──────── SOURCE PASSAGE ────────
V. SEVERANCE BENEFITS AND DETERMINATION OF VESTED
INTEREST
5.1 No Benefits Unless Herein Set Forth. Except as set forth in this Article, upon termination of employment of a DMG Participant for any reason other than Retirement or death, such DMG Participant shall acquire no right to any benefit from the Plan or the Fund.
5.2   Severance Benefit.
(a) Each DMG Participant whose employment is terminated for any reason other than Retirement or death shall be entitled to receive a retirement benefit, payable at the time and in the form provided in Appendix F Article VII, that is based upon a Pension commencing on the DMG Participant’s Annuity Starting Date, each monthly payment of such Pension being equal to the product of such DMG Participant’s Vested Interest multiplied by the amount computed in the manner provided in Appendix F Section 4.1(a) (subject to Appendix F Section 4.1(b), (c), (d) and (e)), considering his Career Benefit Credit to the date of his termination of employment.
──────── RAW RECORDS ────────
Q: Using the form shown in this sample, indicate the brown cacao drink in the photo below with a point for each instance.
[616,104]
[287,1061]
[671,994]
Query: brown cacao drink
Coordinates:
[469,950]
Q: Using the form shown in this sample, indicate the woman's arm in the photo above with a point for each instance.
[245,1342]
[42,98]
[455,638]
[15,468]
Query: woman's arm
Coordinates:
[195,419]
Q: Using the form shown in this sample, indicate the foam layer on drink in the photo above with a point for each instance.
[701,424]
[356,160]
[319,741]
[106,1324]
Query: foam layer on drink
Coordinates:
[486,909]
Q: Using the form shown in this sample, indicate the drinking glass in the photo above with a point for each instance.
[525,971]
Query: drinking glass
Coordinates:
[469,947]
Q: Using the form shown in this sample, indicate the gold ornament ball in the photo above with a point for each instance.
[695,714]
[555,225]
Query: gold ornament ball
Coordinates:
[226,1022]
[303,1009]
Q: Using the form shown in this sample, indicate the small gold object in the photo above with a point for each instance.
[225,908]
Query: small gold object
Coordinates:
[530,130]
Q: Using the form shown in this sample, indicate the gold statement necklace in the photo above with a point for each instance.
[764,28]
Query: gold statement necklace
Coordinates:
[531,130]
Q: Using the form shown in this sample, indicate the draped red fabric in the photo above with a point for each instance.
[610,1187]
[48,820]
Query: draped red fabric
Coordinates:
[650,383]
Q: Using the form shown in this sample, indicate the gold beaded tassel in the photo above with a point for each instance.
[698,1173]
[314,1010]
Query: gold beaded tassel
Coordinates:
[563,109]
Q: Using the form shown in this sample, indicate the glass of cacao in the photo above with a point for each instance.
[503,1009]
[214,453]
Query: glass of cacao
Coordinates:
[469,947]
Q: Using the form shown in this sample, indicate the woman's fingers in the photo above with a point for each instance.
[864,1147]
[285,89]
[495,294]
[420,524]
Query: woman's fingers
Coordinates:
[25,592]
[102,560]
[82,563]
────────
WRITTEN REQUEST:
Reproduce the severance benefits passage word for word, from its heading through the end of subsection (a).

EXPECTED OUTPUT:
V. SEVERANCE BENEFITS AND DETERMINATION OF VESTED
INTEREST
5.1 No Benefits Unless Herein Set Forth. Except as set forth in this Article, upon termination of employment of a DMG Participant for any reason other than Retirement or death, such DMG Participant shall acquire no right to any benefit from the Plan or the Fund.
5.2   Severance Benefit.
(a) Each DMG Participant whose employment is terminated for any reason other than Retirement or death shall be entitled to receive a retirement benefit, payable at the time and in the form provided in Appendix F Article VII, that is based upon a Pension commencing on the DMG Participant’s Annuity Starting Date, each monthly payment of such Pension being equal to the product of such DMG Participant’s Vested Interest multiplied by the amount computed in the manner provided in Appendix F Section 4.1(a) (subject to Appendix F Section 4.1(b), (c), (d) and (e)), considering his Career Benefit Credit to the date of his termination of employment.